[Exercises]:
A - From the software licensing article, reproduce the passage that begins at the words "Protecting the investment" and stops after "for your services.".
B - Answer these from the software licensing article:
(i) How many parts does the article series have?
(ii) What other name does the article give for n-bit block feedback encryption?
(iii) In what language are the COM objects written?
C - Continue the software licensing article from the point where it ends.

[Source]:
● ● ●

This is the first of a four part series of articles on a system that allows you to protect your software against unlicensed use. This series will follow the outline below:
- Describe the architecture of the system
- Describe the creation of the license key
- Describe the process of installing a license key
- Describe the process of validating an installation
Along the way, we will look at n-bit block feedback encryption (also known as cipher-block chaining; see the Wikipedia article), and an obfuscation method that should suitably prevent any attempts to understand how the system works. To add to the difficulty of reverse engineering the system, the result will be a set of COM objects written in unmanaged C++. Interop can be used to invoke the appropriate methods from the .NET framework.
Protecting the investment of time and energy made to develop the next great software application is something that worries a lot of developers. If you are one of the software powerhouses, hackers / crackers will target you. But for everyone else, having a decent system that prevents casual copying should ward off all but those with the skill and determination to use your software without paying you for your services.

● ● ●

[Supplied entries]:
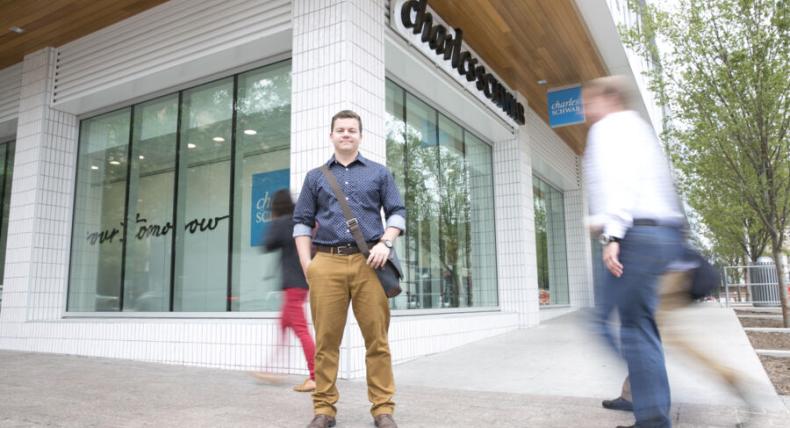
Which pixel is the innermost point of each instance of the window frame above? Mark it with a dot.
(179, 91)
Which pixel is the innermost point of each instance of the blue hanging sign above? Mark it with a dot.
(565, 106)
(264, 185)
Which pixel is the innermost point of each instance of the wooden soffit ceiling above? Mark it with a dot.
(525, 41)
(57, 22)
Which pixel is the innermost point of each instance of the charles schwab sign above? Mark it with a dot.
(414, 20)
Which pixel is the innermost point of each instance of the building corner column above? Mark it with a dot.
(39, 225)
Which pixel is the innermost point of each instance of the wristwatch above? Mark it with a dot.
(605, 239)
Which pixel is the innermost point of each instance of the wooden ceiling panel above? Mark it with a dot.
(529, 40)
(57, 22)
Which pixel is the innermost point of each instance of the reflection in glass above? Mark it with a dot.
(479, 160)
(173, 186)
(454, 217)
(550, 244)
(150, 213)
(203, 211)
(445, 175)
(6, 173)
(262, 163)
(397, 163)
(97, 246)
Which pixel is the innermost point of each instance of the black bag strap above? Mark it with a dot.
(351, 221)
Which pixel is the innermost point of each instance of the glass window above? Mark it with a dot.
(550, 244)
(168, 202)
(97, 239)
(444, 174)
(482, 238)
(6, 174)
(262, 166)
(149, 237)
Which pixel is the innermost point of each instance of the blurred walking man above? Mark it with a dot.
(634, 206)
(339, 274)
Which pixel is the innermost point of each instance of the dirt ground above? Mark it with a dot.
(761, 340)
(778, 370)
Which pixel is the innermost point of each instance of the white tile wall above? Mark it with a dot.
(516, 258)
(338, 62)
(39, 219)
(10, 84)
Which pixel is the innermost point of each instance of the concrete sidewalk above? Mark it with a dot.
(550, 376)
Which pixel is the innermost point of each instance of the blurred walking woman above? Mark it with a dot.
(294, 285)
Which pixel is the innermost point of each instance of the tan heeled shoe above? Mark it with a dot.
(307, 386)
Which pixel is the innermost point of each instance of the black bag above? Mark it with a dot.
(705, 278)
(391, 273)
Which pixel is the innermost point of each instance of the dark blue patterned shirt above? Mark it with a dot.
(369, 187)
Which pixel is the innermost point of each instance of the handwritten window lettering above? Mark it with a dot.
(146, 230)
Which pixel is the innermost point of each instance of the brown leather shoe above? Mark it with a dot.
(385, 420)
(322, 421)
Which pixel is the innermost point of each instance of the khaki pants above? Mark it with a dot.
(673, 294)
(334, 282)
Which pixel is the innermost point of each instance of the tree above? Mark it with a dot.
(725, 78)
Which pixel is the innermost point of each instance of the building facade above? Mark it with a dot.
(137, 163)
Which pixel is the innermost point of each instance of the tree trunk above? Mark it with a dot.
(777, 254)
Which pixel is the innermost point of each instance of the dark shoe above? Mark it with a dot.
(322, 421)
(618, 403)
(384, 420)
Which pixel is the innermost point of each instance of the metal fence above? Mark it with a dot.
(753, 285)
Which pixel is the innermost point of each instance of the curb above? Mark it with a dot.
(767, 329)
(773, 353)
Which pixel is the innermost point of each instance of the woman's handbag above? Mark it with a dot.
(391, 273)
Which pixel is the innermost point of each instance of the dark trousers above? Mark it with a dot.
(293, 317)
(645, 253)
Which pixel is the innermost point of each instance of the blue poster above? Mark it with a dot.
(264, 185)
(565, 106)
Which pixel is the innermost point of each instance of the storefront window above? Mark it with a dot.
(263, 128)
(149, 237)
(6, 173)
(167, 199)
(550, 244)
(445, 176)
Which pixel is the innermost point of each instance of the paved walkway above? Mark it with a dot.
(550, 376)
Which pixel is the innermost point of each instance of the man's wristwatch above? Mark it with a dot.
(605, 239)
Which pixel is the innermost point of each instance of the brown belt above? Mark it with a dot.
(342, 250)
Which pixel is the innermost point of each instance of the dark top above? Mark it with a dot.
(280, 236)
(369, 187)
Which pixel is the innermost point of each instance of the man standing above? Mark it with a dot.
(339, 273)
(633, 204)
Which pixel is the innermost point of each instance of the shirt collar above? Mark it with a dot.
(361, 159)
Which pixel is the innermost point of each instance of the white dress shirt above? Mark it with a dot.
(627, 175)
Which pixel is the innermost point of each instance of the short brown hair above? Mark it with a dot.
(346, 114)
(618, 87)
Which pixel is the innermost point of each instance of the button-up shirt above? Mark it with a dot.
(368, 186)
(627, 175)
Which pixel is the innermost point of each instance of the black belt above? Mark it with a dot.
(342, 250)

● ● ●

[Task results]:
A -
Protecting the investment of time and energy made to develop the next great software application is something that worries a lot of developers. If you are one of the software powerhouses, hackers / crackers will target you. But for everyone else, having a decent system that prevents casual copying should ward off all but those with the skill and determination to use your software without paying you for your services.

B -
(i) Four
(ii) Cipher-block chaining
(iii) Unmanaged C++

C -
This was always an interesting problem in my mind, but it wasn't until I wrote a fairly large application (based on Leslie Sanford's awesome MIDI C# Toolkit) to manage my MIDI addressable music devices on stage during the shows my band played that I started taking the idea seriously. After all, it took me two years to get the system to a truly usable point, and since I thought the system was definitely marketable, I wanted to protect my investment.
Before we begin, your expectations need to be properly set. Specifically, no one reading this series should delude themselves into thinking this system, or any copy-protection mechanism for that matter, is ironclad. The question you should be asking yourself is not "can anyone crack this" but instead "does the person have the skills to do it and will they think it is a reasonable investment of their time to figure out how it works?" Remember: where there's a will, there's a way.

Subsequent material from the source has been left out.